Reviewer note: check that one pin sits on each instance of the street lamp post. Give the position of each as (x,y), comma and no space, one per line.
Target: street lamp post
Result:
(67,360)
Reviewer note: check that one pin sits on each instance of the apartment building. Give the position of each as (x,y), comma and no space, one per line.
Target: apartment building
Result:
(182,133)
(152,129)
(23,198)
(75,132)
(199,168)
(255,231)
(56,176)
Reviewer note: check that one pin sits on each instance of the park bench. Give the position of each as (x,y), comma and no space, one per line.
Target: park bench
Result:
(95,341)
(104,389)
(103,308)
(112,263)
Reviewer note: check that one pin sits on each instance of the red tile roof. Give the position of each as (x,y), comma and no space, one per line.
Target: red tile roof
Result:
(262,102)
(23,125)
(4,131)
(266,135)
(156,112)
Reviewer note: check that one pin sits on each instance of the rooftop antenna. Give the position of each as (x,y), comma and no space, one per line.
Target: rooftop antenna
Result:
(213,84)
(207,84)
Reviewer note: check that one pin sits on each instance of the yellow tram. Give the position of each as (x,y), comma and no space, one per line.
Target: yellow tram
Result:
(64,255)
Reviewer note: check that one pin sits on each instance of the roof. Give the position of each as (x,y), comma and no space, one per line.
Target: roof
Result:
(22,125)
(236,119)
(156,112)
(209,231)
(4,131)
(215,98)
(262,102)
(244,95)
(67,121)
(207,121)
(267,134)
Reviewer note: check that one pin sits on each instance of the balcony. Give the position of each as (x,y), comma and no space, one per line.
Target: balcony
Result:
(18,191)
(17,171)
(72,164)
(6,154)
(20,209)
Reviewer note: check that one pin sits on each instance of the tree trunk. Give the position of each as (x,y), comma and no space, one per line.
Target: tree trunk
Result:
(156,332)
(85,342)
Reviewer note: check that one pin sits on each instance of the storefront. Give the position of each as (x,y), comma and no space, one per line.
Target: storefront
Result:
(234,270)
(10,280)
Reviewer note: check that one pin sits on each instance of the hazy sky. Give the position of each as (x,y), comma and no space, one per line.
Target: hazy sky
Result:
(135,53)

**Task directions:**
Output the entire listing exactly, including each line.

**Written answer:**
Reviewer note: check that one pin sits on each instance of the street lamp post. Give the position of each as (x,y), comma and no space, one per line.
Target: street lamp post
Result:
(67,360)
Reviewer note: check that one pin sits on each instance of the apartment building. Give the position of each as (x,y), comma and no space, one per line.
Target: apartment building
Result:
(182,133)
(152,129)
(23,198)
(75,132)
(199,168)
(255,231)
(56,176)
Reviewer note: check that one pin sits on each instance of the park bench. Give the position of each as (x,y), comma and no space, one per line.
Target: park bench
Result:
(95,341)
(104,389)
(103,308)
(112,263)
Reviewer note: check that one pin sits on each instance of the red tile roof. Give the position of each as (x,y), comma and no space, one per line.
Target: red tile roof
Result:
(262,102)
(23,125)
(4,131)
(266,135)
(156,112)
Reviewer note: check that one pin sits on each instance of the rooftop antenna. Give the position of each as (x,y), comma and no space, one per line.
Target: rooftop antenna
Result:
(213,84)
(207,84)
Reviewer note: check that one pin sits on each instance of the yellow tram. Give the position of each as (x,y), comma and no space, one per line.
Target: yellow tram
Result:
(64,255)
Reviewer note: check that one pin sits on each instance of the roof. Give the position of each as (x,y), comma and no space, one per line.
Target: roof
Result:
(22,125)
(236,119)
(156,112)
(209,231)
(4,131)
(215,98)
(262,102)
(244,95)
(67,121)
(207,121)
(267,134)
Reviewer note: check that one pin sits on each instance of the balcony. Give the position of each as (x,y), comma and no space, one per line.
Target: balcony
Result:
(18,191)
(17,171)
(72,164)
(6,154)
(20,209)
Reviewer note: check that one pin sits on each instance of the tree trunk. Give the position of each as (x,y), comma and no space, one per line.
Target: tree trunk
Result:
(156,332)
(85,342)
Reviewer note: check that one pin sits on each instance of the storefront. Give the position of each as (x,y), comma and no space, one per line.
Target: storefront
Result:
(234,270)
(10,280)
Reviewer note: check that one pin sits on each instance of the hazy sky. Give the position of each as (x,y), comma and no space, one per line.
Target: hazy sky
Result:
(135,53)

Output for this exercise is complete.